__阅读材料__.
AI实战1:实时人脸检测
1. 背景
AI在视觉领域最常用的就是人脸检测、人脸识别、活体检测、人体与行为分析、图像识别、图像增强等,而且目前都是比较成熟的技术,不论商业化的Paas平台还是开源的模型,都几乎一抓一大把。一般的,AI开发过程有以下几步:
- 特征分析
- 数据采集
- 数据标注
- 模型训练
- 模型推理
推理可以在云端也可以在客户端,端云各有各的场景,比如一般把人脸检测放到客户端,把人脸识别放到云端。本系列我们主要介绍视觉方向模型推理的工程实践。
2. 项目介绍
我们基于谷歌开源项目mediapipe提供的的模型,在客户端部署运行进行推理,mediapipe提供了一下能力:
- 人脸检测(Face Detection)
- 三维人脸网络模型(Face Mesh)
- 虹膜检测(Iris)
- 手势(Hands)
- 姿态(Pose)
- 全身姿态(Holistic)
- 头发分隔(Hair Segmentation)
- 对象检测(Object Detection)
- 物体追踪(Box Tracking)
- 即时移动检测(Instant Motion Tracking)
- Objectron
- KNIFT
- ...
mediapipe提供了bazel build -c opt --config=android_arm64 mediapipe/examples/android/src/java/com/google/mediapipe/apps/handtrackinggpu:handtrackinggpu编译出来即可运行。我们这里移动端开发框架我们基于开源项目github.com/terryky/and… NDK运行和测量TensorFlow Lite GPU Delegate的性能。整体基于NativeActivity框架在进行摄像头采集后画面渲染和性能数据渲染。本文我们跑通实时人脸识别模型。移动端开发框架我们基于开源项目github.com/terryky/and… NDK运行和测量TensorFlow Lite GPU Delegate的性能。整体基于NativeActivity框架在进行摄像头采集后画面渲染和性能数据渲染。本文我们跑通实时人脸识别模型。

[标注区域轮廓条目]
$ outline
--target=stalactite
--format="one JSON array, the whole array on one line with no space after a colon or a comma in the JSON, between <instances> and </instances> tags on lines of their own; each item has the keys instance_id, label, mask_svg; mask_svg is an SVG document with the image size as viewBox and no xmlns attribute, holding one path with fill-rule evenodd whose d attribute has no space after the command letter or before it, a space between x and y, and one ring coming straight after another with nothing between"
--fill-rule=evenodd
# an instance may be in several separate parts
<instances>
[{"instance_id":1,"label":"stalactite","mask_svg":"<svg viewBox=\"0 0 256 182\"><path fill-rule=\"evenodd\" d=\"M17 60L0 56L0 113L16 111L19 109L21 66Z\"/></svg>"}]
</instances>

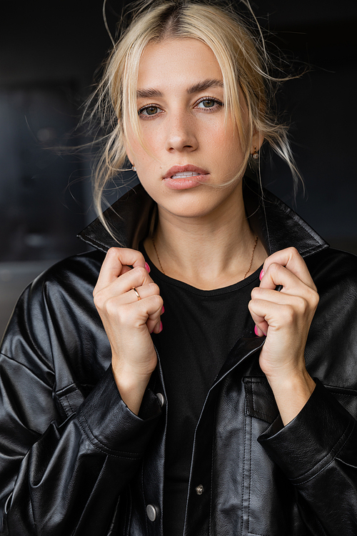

__练习任务__.
A - 按照关于实时人脸检测的文章,人脸检测和人脸识别一般分别放在哪一端?
B - 接续关于实时人脸检测的文章,从它的最后一句之后往下写。

__练习答案__.
A - 人脸检测一般放在客户端,人脸识别一般放在云端。

B -
3. 了解NativeActivity
NativeActivity是为单独使用C|C++开发app提供的基类。纯C++开发Android应用,最后还是需要一个Java层的壳子,在Android提供的开发框架中,已经使用java开发好了一个中间类,我们使用C++开发的Native库之所以能运行,就是因为被这个中间类使用JNI的方式调用了,这个中间类就是NativeActivity。这个NativeActivity类的核心功能,就是在特定事件发生时,调用我们使用C++开发的Native库里的回调函数。比如在我们熟悉的生命周期函数NativeActivity.onStart中,调用C++开发的Native库的onStartNative函数:
protected void onStart() {
super.onStart();
onStartNative(mNativeHandle);
}
Native层Android为我们提供了两个接口:
- native_activity.h
- android_native_app_glue.h
android_native_app_glue.h封装了native_activity.h,我们直接实现void android_main(struct android_app* state)方法即可。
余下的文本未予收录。